++++ Records to process ++++

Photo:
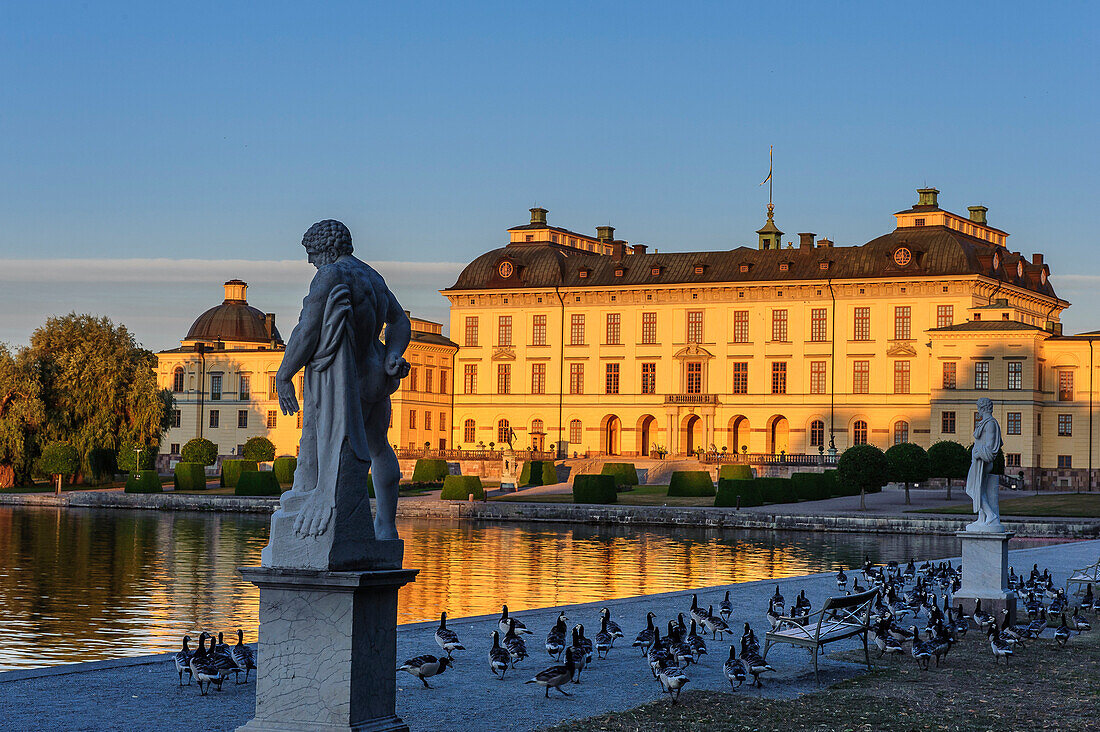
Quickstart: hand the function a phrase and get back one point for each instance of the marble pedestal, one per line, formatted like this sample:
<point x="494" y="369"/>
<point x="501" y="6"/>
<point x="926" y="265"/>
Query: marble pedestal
<point x="327" y="651"/>
<point x="986" y="574"/>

++++

Write out exactly the lines of the entries above that run from the line containing "Quickstart: hand the" through the last line, including both.

### Task solution
Quickstart: hand the function a phrase and get back one point for each instance of the marble pedestal, one per line, formatted like this sample:
<point x="494" y="369"/>
<point x="501" y="6"/>
<point x="926" y="265"/>
Query: marble pedestal
<point x="327" y="651"/>
<point x="986" y="574"/>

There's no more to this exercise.